# Task goal:
Transcribe verbatim the span of lines that opens with the line containing "Identify the road sign" and closes with the last line of the data below.

# Data section:
_ _ _ _ _
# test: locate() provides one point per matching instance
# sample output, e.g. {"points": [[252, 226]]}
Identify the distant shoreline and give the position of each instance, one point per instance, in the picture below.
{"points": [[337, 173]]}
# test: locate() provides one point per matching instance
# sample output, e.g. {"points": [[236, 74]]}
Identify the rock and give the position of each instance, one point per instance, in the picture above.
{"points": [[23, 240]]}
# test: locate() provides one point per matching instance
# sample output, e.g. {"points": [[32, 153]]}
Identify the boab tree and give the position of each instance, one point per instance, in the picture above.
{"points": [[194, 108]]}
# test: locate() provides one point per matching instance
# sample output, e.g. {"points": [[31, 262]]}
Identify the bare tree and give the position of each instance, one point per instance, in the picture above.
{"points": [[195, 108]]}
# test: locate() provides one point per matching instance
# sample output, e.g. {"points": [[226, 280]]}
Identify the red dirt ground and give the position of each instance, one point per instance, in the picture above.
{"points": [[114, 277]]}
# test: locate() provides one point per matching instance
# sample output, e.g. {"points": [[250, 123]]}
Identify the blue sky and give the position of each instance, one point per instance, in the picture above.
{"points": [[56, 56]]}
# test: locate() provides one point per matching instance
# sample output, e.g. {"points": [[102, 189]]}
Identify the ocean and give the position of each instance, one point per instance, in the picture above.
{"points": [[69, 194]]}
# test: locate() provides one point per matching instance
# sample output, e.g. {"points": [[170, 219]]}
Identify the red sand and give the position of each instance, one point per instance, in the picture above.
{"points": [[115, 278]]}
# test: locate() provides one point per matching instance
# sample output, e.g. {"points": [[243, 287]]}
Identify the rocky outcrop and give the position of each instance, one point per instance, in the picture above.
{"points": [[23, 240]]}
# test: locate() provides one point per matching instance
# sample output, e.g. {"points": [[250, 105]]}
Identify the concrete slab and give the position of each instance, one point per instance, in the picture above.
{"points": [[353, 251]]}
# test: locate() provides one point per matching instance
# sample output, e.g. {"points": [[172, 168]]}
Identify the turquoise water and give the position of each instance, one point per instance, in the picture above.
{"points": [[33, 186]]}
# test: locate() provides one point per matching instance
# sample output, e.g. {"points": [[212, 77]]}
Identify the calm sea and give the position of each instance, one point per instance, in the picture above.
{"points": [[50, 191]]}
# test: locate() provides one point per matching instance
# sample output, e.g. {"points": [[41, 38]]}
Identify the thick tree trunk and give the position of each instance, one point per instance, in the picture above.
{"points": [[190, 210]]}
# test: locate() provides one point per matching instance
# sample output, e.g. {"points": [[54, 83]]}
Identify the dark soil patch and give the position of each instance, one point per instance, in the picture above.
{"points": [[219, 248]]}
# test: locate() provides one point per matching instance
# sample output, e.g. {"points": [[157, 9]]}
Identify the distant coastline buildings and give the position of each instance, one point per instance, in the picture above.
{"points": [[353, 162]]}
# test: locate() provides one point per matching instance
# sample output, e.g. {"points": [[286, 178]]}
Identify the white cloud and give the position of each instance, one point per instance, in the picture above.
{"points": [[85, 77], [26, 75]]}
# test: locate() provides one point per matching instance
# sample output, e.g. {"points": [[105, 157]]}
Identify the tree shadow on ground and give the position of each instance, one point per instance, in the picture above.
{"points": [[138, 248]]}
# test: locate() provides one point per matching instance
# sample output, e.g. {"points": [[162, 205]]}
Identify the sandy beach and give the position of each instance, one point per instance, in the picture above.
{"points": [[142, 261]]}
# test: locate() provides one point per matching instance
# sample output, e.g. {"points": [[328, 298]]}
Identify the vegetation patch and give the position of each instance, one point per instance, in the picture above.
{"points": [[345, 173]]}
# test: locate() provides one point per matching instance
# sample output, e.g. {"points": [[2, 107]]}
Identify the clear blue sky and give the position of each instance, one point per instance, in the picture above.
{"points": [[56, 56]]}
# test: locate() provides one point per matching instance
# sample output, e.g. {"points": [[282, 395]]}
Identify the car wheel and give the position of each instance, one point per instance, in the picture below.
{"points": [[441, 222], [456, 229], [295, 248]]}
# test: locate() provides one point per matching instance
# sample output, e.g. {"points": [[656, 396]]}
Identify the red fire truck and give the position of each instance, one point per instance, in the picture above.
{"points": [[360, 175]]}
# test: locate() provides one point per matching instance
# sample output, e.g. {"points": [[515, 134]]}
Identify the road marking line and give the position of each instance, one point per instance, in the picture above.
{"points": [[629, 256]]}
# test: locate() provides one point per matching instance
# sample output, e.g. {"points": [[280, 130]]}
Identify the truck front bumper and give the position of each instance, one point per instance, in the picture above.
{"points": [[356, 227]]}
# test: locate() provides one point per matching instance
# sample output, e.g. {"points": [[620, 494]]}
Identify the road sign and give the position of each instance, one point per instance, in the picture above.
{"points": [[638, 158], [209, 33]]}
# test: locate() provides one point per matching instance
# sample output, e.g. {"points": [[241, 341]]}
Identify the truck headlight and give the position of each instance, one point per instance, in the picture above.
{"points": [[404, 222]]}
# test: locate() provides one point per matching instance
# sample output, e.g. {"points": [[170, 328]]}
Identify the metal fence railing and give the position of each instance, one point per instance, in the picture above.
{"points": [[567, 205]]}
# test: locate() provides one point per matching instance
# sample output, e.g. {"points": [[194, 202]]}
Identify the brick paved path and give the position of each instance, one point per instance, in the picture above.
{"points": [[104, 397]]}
_ _ _ _ _
# Written response:
Identify the road sign and give the position of each instance, one point per instance, in the picture above.
{"points": [[638, 158], [209, 33]]}
# test: locate() provides one point per matching instance
# sample output, e.g. {"points": [[241, 341]]}
Identify the truck headlight and give the position of each instance, one point per instance, in the picture above.
{"points": [[404, 222]]}
# test: locate() provides one point per matching instance
# sample output, e.g. {"points": [[170, 328]]}
Identify the metal fence railing and give the position of each instance, one point per instance, in the picture above.
{"points": [[567, 205]]}
# test: locate() provides one point per matching instance
# sample output, e.g. {"points": [[194, 202]]}
Identify the brick paved path and give the position of each instance, one point per instance, in the picture above.
{"points": [[104, 397]]}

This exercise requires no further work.